Source data:
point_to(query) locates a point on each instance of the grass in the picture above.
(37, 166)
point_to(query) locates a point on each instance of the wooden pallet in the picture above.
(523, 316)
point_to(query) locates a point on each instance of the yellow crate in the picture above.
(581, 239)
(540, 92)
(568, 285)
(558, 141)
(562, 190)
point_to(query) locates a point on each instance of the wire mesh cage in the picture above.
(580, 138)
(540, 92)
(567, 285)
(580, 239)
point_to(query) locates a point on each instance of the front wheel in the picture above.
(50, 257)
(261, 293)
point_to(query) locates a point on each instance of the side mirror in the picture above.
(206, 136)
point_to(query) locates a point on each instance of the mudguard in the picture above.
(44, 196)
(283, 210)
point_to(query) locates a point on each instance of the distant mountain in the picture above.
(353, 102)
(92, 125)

Job: Output exactly the lines above, from the one holding "point_to(query) locates a point on each instance of the wooden" through the end of the data, including the first and last.

Solution to the problem:
point_to(query) locates a point on each instance of the wooden pallet in the picture above.
(523, 316)
point_to(query) locates a point on each instance of the yellow crate in the picture above.
(581, 239)
(540, 92)
(568, 285)
(558, 141)
(562, 190)
point_to(query) locates a point on each instance of the wire mesh cage in the picture above.
(580, 138)
(540, 92)
(567, 285)
(580, 239)
point_to(query) locates a point on each instance of the front wheel in the picture above.
(50, 257)
(261, 293)
point_to(query) locates a point on each instance of the side mirror in the picture above.
(206, 136)
point_to(query) locates a point on each instance of the mudguard in the picture above.
(44, 196)
(283, 210)
point_to(query) locates a point on each instance of the distant mountain in the picture above.
(353, 102)
(92, 125)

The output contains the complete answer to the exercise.